** DATASET RECORDS **
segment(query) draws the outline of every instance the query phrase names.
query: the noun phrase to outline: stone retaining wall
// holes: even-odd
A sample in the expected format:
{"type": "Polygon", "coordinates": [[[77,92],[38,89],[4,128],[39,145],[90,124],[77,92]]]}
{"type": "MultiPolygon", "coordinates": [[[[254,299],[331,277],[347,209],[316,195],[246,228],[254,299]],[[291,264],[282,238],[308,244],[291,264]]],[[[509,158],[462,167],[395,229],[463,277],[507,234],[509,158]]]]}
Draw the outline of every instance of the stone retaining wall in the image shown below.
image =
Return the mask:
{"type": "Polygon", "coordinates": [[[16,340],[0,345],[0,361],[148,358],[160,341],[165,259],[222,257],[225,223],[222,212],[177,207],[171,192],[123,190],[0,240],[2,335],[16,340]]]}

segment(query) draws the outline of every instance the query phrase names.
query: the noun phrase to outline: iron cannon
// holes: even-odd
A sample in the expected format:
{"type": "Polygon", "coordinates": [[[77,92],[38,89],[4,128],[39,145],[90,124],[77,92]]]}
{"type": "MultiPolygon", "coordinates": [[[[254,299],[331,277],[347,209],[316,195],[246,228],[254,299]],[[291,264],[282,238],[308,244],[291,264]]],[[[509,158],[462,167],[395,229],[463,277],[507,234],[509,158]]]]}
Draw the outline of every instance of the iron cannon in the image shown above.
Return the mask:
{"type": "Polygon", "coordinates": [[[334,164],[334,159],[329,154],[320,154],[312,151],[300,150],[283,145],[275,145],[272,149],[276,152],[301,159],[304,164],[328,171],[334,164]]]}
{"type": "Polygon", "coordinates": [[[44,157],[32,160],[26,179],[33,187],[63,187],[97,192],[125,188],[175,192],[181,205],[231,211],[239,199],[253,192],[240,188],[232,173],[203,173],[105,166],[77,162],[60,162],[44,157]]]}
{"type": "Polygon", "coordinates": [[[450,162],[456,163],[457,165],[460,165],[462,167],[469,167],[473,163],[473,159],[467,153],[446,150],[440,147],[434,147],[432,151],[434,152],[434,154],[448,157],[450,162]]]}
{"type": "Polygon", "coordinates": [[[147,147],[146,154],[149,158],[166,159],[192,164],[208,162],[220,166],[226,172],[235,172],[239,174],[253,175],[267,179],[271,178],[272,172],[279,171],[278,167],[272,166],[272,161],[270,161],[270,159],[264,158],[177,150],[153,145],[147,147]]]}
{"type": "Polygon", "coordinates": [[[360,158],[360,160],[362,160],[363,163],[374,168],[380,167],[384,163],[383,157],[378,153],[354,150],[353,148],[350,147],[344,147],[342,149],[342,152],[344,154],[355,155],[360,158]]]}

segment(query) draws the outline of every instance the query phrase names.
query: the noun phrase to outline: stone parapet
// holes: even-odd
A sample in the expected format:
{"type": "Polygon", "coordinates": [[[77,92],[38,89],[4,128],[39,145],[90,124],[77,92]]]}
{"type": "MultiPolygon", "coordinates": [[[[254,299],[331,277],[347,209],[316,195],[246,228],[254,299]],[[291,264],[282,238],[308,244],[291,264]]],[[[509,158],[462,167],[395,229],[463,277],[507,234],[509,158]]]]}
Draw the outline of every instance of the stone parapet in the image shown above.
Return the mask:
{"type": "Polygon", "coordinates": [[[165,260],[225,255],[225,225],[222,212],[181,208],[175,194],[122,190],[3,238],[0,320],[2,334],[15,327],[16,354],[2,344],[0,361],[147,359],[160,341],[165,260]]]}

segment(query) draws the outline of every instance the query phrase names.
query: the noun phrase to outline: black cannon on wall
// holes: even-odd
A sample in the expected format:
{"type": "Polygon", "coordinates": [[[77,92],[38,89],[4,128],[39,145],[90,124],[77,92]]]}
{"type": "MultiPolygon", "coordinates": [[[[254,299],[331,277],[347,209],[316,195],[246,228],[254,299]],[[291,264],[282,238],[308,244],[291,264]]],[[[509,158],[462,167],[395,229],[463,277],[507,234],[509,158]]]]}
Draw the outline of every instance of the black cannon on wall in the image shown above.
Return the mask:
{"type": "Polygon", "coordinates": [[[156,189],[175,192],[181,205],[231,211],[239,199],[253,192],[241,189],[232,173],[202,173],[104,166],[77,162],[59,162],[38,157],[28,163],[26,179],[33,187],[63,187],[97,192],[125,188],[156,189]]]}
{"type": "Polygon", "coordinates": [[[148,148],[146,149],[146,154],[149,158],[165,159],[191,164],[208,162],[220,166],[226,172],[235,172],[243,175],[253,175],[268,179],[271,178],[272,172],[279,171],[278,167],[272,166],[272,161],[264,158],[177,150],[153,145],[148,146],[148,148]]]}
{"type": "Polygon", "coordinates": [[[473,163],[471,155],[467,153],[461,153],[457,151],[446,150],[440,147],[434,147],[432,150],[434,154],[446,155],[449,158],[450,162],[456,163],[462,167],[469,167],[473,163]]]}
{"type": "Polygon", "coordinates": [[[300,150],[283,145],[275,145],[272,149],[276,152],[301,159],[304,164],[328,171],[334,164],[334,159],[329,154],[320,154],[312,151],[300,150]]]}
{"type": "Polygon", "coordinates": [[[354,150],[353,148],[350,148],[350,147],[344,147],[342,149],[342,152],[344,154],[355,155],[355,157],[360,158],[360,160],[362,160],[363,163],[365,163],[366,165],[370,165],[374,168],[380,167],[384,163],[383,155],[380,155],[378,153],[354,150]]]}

** EXERCISE BRIEF **
Recite the full listing above exactly.

** ANSWER IN FULL **
segment(query) draws the outline of every instance the query phrase names.
query: the noun phrase to outline: stone retaining wall
// holes: even-odd
A sample in the expected format:
{"type": "Polygon", "coordinates": [[[77,92],[38,89],[4,128],[39,145],[90,124],[77,92]]]}
{"type": "MultiPolygon", "coordinates": [[[[254,299],[331,277],[347,209],[316,195],[246,228],[254,299]],[[291,264],[282,238],[308,244],[291,264]]],[[[509,158],[462,167],[395,229],[463,277],[507,234],[509,158]]]]}
Draw the outline of every instance of the stone retaining wall in the image shown below.
image =
Return the mask:
{"type": "Polygon", "coordinates": [[[16,340],[0,345],[0,361],[148,358],[160,341],[165,259],[222,257],[225,223],[222,212],[177,207],[171,192],[123,190],[0,240],[2,335],[16,340]]]}

segment(query) draws the outline of every instance the query phrase names.
query: the noun phrase to outline: iron cannon
// holes: even-odd
A sample in the expected format:
{"type": "Polygon", "coordinates": [[[77,92],[38,89],[4,128],[39,145],[90,124],[77,92]]]}
{"type": "MultiPolygon", "coordinates": [[[[254,299],[331,277],[347,209],[316,195],[246,228],[254,299]],[[291,264],[282,238],[308,244],[291,264]]],[[[509,158],[462,167],[395,229],[463,277],[507,234],[509,158]]]]}
Draw the outline of every instance of the iron cannon in the image shown above.
Return the mask:
{"type": "Polygon", "coordinates": [[[334,164],[334,159],[329,154],[320,154],[312,151],[300,150],[283,145],[275,145],[272,149],[276,152],[301,159],[304,164],[328,171],[334,164]]]}
{"type": "Polygon", "coordinates": [[[44,157],[32,160],[26,179],[33,187],[63,187],[97,192],[125,188],[175,192],[181,205],[231,211],[239,199],[253,192],[240,188],[232,173],[203,173],[105,166],[77,162],[60,162],[44,157]]]}
{"type": "Polygon", "coordinates": [[[450,162],[456,163],[457,165],[460,165],[462,167],[469,167],[473,163],[473,159],[467,153],[446,150],[440,147],[434,147],[432,151],[434,152],[434,154],[448,157],[450,162]]]}
{"type": "Polygon", "coordinates": [[[147,147],[146,154],[149,158],[166,159],[192,164],[208,162],[220,166],[226,172],[235,172],[239,174],[253,175],[267,179],[271,178],[272,172],[279,171],[278,167],[272,166],[272,161],[270,161],[270,159],[264,158],[177,150],[153,145],[147,147]]]}
{"type": "Polygon", "coordinates": [[[360,158],[360,160],[362,160],[363,163],[374,168],[380,167],[384,163],[383,157],[378,153],[354,150],[353,148],[350,147],[344,147],[342,149],[342,152],[344,154],[355,155],[360,158]]]}

segment(query) draws the outline of every instance the query phrase names.
query: the noun phrase to outline: stone parapet
// holes: even-odd
A sample in the expected format:
{"type": "Polygon", "coordinates": [[[77,92],[38,89],[4,128],[39,145],[90,124],[77,92]]]}
{"type": "MultiPolygon", "coordinates": [[[[254,299],[331,277],[347,209],[316,195],[246,228],[254,299]],[[291,264],[282,238],[308,244],[291,264]]],[[[509,158],[462,167],[395,229],[463,277],[507,234],[509,158]]]]}
Draw the outline of every instance of the stone parapet in the image shown above.
Return the mask:
{"type": "Polygon", "coordinates": [[[165,260],[225,255],[225,225],[222,212],[181,208],[175,194],[122,190],[3,238],[0,320],[2,334],[15,327],[16,354],[2,344],[0,361],[147,359],[160,341],[165,260]]]}

segment(query) draws the outline of every instance the query phrase names.
query: the noun phrase to outline: black cannon on wall
// holes: even-odd
A sample in the expected format:
{"type": "Polygon", "coordinates": [[[77,92],[38,89],[4,128],[39,145],[90,124],[77,92]]]}
{"type": "MultiPolygon", "coordinates": [[[[254,299],[331,277],[347,209],[316,195],[246,228],[254,299]],[[291,264],[282,238],[308,244],[291,264]]],[[[509,158],[462,167],[395,229],[463,277],[507,234],[509,158]]]]}
Draw the outline of every instance of the black cannon on wall in the image shown above.
Return the mask:
{"type": "Polygon", "coordinates": [[[156,189],[175,192],[181,205],[231,211],[239,199],[253,192],[241,189],[232,173],[202,173],[104,166],[77,162],[59,162],[38,157],[28,163],[26,179],[33,187],[63,187],[97,192],[125,188],[156,189]]]}
{"type": "Polygon", "coordinates": [[[148,148],[146,149],[146,154],[149,158],[165,159],[191,164],[208,162],[220,166],[226,172],[235,172],[243,175],[253,175],[268,179],[271,178],[272,172],[279,171],[278,167],[272,166],[272,161],[264,158],[177,150],[153,145],[148,146],[148,148]]]}
{"type": "Polygon", "coordinates": [[[473,163],[471,155],[467,153],[461,153],[457,151],[446,150],[440,147],[434,147],[432,150],[434,154],[446,155],[449,158],[450,162],[456,163],[462,167],[469,167],[473,163]]]}
{"type": "Polygon", "coordinates": [[[300,150],[283,145],[275,145],[272,149],[276,152],[301,159],[304,164],[328,171],[334,164],[334,159],[329,154],[320,154],[312,151],[300,150]]]}
{"type": "Polygon", "coordinates": [[[354,150],[353,148],[350,148],[350,147],[344,147],[342,149],[342,152],[344,154],[355,155],[355,157],[360,158],[360,160],[362,160],[363,163],[365,163],[366,165],[370,165],[374,168],[380,167],[384,163],[383,155],[380,155],[378,153],[354,150]]]}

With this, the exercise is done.